The response should consist only of the lines from the one with "Query: wide-brimmed hat" to the end of the data below, copied exactly and without pictures.
=== Input records ===
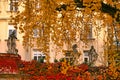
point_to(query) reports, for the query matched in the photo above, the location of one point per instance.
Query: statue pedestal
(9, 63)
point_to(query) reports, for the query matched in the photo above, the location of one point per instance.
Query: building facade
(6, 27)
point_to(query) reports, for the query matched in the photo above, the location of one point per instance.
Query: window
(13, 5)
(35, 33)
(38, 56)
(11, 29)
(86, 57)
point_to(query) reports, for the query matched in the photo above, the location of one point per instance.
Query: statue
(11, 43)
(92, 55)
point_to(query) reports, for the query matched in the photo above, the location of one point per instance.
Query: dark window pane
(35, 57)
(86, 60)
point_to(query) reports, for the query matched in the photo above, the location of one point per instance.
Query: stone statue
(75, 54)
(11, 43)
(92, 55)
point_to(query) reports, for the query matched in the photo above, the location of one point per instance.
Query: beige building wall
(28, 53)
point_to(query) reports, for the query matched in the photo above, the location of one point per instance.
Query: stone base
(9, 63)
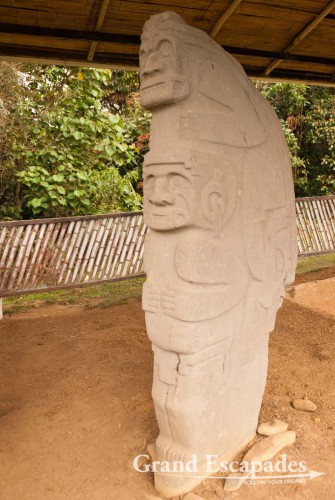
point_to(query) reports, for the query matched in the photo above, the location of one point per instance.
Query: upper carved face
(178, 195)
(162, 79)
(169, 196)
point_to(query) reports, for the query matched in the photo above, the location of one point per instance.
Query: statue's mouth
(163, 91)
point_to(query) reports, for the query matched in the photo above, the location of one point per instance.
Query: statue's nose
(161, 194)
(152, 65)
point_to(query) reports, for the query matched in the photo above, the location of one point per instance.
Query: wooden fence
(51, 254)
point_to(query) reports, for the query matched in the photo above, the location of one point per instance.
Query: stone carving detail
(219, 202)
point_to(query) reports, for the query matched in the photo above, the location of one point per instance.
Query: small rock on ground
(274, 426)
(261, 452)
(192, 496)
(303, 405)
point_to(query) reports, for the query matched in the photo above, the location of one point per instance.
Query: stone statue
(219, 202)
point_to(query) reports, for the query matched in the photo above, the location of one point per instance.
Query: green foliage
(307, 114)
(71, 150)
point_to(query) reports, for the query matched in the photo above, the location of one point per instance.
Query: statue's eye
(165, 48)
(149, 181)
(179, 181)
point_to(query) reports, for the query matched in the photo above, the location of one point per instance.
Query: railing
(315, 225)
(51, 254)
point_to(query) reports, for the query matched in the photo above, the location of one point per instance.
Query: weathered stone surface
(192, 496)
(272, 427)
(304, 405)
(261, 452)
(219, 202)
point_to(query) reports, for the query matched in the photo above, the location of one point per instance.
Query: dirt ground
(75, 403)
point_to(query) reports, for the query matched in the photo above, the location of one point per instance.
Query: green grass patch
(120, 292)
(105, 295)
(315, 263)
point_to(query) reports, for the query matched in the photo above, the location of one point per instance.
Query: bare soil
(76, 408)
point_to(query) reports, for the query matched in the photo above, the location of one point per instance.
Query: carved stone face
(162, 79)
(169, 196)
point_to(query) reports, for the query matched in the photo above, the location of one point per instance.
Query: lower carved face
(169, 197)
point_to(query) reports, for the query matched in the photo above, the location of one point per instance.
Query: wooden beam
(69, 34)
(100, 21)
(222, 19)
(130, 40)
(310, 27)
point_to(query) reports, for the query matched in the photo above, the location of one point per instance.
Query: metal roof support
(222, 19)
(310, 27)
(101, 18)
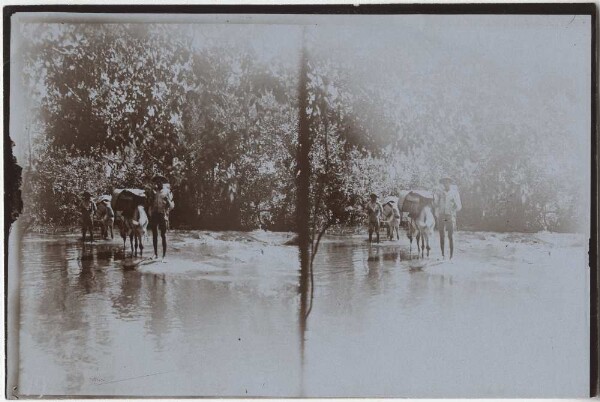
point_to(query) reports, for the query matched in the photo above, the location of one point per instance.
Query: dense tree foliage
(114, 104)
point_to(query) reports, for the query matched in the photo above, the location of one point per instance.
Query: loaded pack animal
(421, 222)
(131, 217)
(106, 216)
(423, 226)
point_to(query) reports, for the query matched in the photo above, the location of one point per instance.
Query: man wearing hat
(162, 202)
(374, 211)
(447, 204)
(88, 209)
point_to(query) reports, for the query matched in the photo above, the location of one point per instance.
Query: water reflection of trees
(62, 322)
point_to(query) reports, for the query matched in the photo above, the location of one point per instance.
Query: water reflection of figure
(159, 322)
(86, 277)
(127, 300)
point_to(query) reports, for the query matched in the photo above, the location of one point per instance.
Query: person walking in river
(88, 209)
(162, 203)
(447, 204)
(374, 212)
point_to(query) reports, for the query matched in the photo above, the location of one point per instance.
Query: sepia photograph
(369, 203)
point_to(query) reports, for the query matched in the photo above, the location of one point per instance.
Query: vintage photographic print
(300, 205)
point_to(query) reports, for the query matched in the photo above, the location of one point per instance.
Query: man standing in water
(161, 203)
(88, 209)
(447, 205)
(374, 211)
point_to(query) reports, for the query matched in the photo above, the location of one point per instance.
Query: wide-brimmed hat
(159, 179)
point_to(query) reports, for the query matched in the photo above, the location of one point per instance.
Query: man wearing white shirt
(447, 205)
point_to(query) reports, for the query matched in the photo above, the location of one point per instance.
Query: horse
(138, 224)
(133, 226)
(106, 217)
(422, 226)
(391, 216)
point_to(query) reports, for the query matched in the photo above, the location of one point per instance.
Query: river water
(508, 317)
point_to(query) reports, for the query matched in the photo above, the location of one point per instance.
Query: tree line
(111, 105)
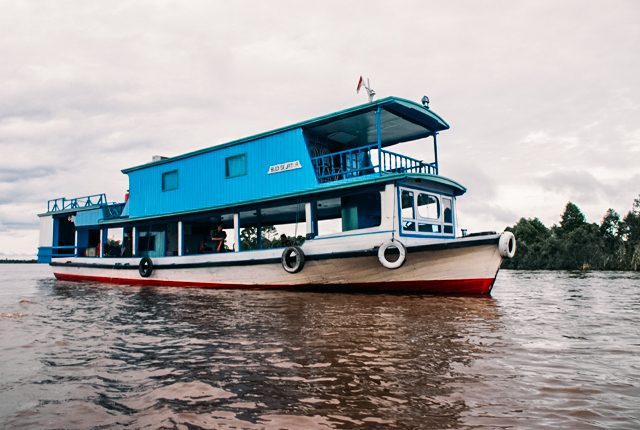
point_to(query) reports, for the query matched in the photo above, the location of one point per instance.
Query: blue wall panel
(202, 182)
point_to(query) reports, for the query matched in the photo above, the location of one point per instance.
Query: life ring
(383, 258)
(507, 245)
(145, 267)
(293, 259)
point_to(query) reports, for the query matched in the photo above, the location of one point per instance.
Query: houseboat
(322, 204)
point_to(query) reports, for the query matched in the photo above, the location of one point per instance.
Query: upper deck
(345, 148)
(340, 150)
===
● Response to the task
Query: wide-brimmed hat
(159, 179)
point_to(query) reports, for the query matched in the photo above, the location of one point per instance.
Query: man wearing white shirt
(447, 205)
point_to(query) reports, for the query matched in the photo above, the location of one point per instance.
Query: horse
(138, 224)
(133, 226)
(106, 217)
(422, 226)
(391, 216)
point_to(query) reports, for the query matched in the photo above, the location of one point per instance.
Query: river water
(508, 317)
point_to(query) reports, for the query matched in the photo above, the location of one point per instance.
Query: tree line
(111, 105)
point_to(query) reports, for the query matched in the photo above, the location of one point per instance.
Query: blue wall panel
(202, 182)
point_to(query) reports, for the query matched in the photo above, the location of one point per instance.
Query: life ring
(383, 258)
(507, 245)
(145, 267)
(293, 259)
point_to(query) reports, for the query matched in the photo above, the location of one point per instance.
Query: houseboat
(322, 204)
point_to(query) reports, for the query matched in the photo above, the location of one point per instance.
Query: upper deck
(345, 148)
(340, 150)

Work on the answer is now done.